# [Description of the task]
Pick out every line in the listing below that contains the string "candle", and copy each one.

# [Material provided]
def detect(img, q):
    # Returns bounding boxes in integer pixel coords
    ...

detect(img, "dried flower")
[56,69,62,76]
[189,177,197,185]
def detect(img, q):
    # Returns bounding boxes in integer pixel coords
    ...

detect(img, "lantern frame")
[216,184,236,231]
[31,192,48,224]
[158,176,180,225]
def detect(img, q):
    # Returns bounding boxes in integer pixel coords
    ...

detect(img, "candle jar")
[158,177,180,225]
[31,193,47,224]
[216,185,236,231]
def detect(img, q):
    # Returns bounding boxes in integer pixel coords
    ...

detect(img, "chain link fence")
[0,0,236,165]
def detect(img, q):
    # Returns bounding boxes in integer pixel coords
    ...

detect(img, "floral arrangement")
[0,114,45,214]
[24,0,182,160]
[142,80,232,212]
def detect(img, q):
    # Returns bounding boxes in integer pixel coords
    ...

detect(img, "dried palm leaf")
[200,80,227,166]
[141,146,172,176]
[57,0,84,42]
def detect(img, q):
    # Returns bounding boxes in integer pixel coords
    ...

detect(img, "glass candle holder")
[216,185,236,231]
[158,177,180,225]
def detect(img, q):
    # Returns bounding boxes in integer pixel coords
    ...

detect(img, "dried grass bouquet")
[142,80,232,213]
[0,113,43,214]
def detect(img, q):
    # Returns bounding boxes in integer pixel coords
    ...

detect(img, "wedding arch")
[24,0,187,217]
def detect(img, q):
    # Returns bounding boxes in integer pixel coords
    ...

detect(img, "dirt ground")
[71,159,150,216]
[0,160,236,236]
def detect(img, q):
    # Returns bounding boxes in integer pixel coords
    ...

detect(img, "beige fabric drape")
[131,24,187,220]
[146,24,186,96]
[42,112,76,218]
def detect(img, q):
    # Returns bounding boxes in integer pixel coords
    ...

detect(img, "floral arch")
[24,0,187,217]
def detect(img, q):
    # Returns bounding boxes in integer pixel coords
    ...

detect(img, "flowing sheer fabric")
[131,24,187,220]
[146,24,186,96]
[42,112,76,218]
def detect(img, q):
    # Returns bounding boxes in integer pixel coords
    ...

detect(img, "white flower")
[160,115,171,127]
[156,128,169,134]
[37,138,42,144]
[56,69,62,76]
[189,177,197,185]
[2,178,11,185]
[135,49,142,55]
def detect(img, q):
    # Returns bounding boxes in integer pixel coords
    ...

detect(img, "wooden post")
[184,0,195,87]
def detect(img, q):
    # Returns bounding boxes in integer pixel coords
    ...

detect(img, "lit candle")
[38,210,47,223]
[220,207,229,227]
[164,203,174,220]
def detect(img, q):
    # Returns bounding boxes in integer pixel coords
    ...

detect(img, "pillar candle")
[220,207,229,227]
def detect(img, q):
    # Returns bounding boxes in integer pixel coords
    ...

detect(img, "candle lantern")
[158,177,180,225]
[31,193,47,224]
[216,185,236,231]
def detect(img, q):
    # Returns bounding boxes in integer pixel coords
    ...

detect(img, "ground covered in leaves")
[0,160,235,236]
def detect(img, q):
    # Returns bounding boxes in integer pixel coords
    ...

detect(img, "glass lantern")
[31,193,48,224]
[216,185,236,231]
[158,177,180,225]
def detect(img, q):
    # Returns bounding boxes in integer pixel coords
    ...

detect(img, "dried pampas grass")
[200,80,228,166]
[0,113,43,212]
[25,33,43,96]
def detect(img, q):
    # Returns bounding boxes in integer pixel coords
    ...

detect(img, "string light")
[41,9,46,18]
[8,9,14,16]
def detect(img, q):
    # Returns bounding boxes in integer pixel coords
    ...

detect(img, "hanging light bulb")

# [Reply]
detect(img, "candle jar")
detect(img, "glass candle holder")
detect(img, "lit candle")
detect(img, "pillar candle")
detect(img, "candle lantern")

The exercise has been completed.